- **What you are asked to do**
Quote the items word for word, starting at the beginning and ending with the line that contains "188,507 -> 206,533". Leave the pictures out of your answer.

- **Data supplied**
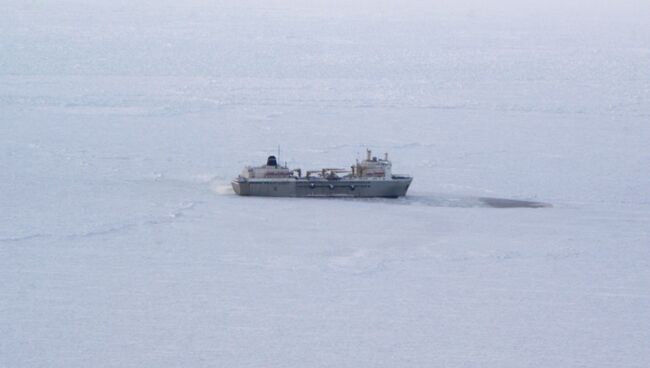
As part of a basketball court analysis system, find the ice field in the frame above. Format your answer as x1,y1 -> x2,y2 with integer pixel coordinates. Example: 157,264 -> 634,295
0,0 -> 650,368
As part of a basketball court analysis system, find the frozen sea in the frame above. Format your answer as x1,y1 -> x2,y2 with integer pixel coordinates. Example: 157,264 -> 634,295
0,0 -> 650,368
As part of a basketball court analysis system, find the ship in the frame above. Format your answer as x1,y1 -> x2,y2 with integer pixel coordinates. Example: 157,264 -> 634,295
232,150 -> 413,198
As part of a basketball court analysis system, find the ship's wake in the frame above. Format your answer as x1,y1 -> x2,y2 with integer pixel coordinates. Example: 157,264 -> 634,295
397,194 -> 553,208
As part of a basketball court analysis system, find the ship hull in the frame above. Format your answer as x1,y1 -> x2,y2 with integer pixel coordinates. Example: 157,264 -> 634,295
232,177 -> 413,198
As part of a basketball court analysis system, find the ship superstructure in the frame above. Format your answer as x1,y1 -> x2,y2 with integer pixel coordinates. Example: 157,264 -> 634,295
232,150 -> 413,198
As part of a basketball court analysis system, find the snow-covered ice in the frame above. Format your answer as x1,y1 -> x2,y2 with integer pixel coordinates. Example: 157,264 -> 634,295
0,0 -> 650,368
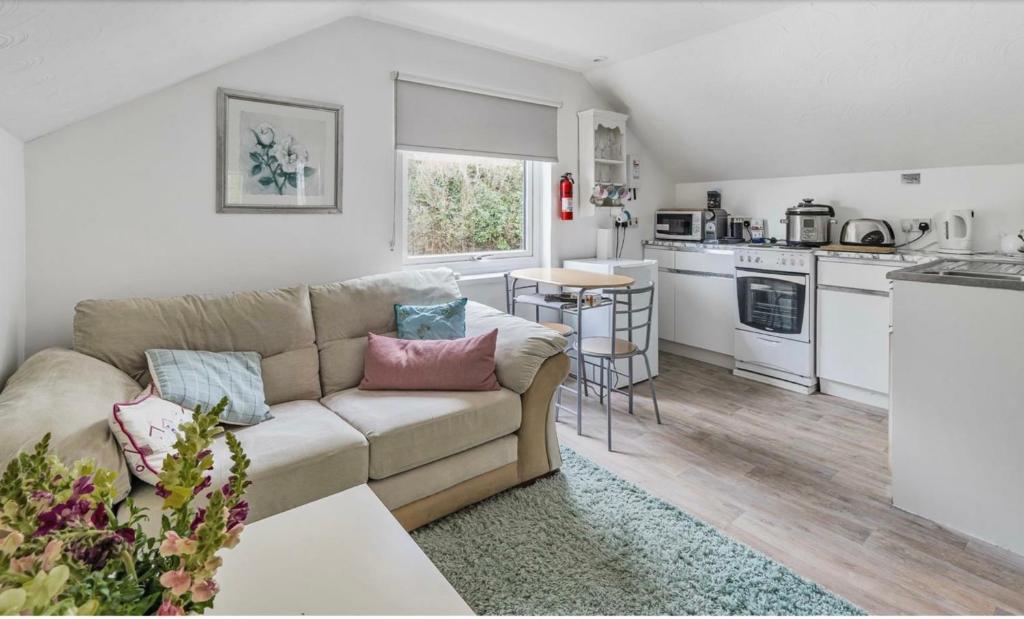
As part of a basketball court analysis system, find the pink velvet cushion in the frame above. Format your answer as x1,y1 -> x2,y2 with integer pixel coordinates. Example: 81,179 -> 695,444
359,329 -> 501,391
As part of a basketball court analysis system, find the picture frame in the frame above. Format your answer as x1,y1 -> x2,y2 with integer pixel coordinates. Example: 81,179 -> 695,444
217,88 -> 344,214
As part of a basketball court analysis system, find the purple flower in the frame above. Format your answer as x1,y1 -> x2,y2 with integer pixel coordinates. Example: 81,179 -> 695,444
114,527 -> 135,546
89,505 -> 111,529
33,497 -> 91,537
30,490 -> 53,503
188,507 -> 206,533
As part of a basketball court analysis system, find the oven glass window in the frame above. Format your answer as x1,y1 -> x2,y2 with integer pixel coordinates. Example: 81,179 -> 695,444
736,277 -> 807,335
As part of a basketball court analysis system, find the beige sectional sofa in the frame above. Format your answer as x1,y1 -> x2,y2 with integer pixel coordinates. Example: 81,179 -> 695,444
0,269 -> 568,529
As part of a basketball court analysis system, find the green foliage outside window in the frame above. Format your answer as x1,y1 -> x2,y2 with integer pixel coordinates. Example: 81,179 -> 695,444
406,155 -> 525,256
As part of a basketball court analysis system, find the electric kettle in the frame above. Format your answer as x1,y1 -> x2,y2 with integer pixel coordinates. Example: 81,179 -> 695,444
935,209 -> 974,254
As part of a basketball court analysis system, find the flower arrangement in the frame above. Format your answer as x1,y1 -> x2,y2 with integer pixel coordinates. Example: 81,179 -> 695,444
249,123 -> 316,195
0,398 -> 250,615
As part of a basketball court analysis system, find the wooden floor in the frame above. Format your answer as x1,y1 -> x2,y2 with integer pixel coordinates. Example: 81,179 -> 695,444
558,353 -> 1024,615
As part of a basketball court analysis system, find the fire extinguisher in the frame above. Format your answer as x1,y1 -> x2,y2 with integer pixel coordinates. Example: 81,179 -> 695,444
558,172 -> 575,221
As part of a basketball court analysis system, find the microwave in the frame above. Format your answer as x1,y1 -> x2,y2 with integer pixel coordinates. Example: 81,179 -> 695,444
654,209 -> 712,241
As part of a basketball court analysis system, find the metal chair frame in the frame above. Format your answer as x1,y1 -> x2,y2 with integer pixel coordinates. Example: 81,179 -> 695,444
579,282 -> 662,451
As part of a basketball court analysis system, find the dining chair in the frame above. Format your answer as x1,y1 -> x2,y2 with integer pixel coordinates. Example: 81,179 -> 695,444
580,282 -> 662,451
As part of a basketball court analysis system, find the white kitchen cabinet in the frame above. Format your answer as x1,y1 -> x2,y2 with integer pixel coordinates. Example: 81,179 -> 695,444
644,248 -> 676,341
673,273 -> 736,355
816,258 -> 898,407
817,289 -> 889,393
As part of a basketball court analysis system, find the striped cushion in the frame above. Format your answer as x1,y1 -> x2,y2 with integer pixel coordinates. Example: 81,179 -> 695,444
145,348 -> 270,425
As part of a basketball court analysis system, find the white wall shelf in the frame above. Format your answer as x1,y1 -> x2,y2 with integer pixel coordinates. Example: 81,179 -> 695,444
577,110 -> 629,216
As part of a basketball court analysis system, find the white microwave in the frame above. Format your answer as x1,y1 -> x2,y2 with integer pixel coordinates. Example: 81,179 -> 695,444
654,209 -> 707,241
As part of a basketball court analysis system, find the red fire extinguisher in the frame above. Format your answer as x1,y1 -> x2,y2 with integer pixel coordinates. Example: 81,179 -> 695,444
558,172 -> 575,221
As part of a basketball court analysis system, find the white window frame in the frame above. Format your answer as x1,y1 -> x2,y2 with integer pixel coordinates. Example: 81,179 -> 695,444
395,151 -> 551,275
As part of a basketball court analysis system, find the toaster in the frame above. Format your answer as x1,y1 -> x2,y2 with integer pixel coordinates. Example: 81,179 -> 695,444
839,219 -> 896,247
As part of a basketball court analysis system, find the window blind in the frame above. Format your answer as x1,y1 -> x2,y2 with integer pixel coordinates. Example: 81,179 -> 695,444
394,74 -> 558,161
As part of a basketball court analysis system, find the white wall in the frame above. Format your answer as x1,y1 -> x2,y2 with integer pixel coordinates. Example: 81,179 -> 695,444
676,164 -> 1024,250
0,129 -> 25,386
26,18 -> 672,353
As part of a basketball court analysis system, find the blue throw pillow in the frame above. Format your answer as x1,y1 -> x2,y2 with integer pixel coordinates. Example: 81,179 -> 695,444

- **Expected answer**
As part of a basketball court analysis system, find the ice field in the frame above. Format your answer as x1,y1 -> x2,y2 with integer pixel coordinates. Example: 157,264 -> 634,295
0,0 -> 650,368
As part of a basketball court analysis system, find the frozen sea in the frame above. Format your answer as x1,y1 -> x2,y2 with integer pixel coordinates. Example: 157,264 -> 634,295
0,0 -> 650,368
As part of a basketball court analysis system, find the ship in the frame above. Format your answer as x1,y1 -> x2,y2 with integer pixel coordinates. Example: 157,264 -> 634,295
232,150 -> 413,198
As part of a basketball court analysis system, find the ship's wake in the frame above. Format your answer as x1,y1 -> x2,y2 with integer pixel coordinates. Example: 157,264 -> 634,295
397,194 -> 553,208
As part of a basketball court analysis system, find the ship hull in the frame above. Format your answer as x1,y1 -> x2,y2 with integer pixel coordinates. Example: 157,264 -> 634,295
232,177 -> 413,198
As part of a basketball court analysis system, find the ship superstructure in the frame above. Format your answer as x1,y1 -> x2,y2 with integer pixel coordinates. Example: 157,264 -> 634,295
232,150 -> 413,198
As part of a basketball court analysis system, find the snow-covered ice in the frame above. Format your answer as x1,y1 -> x2,y2 with integer pixel coordinates. Example: 157,264 -> 634,295
0,0 -> 650,368
As part of a basketball court analysis system, find the pink velvet cushion in the frame above. Format your answer as x1,y1 -> x2,y2 with integer pixel coordinates. Example: 81,179 -> 695,444
359,329 -> 501,391
As part of a basketball court analysis system, find the picture frame in the frame above. Format your answer as x1,y1 -> x2,y2 with integer pixel coordinates. Example: 81,179 -> 695,444
217,88 -> 344,214
As part of a basketball court analysis system, find the purple flower in the frame above. Format your answer as x1,y1 -> x2,y2 with integer pixel coordinates. Example: 81,179 -> 695,444
114,527 -> 135,546
89,505 -> 111,529
33,497 -> 91,537
30,490 -> 53,503
188,507 -> 206,533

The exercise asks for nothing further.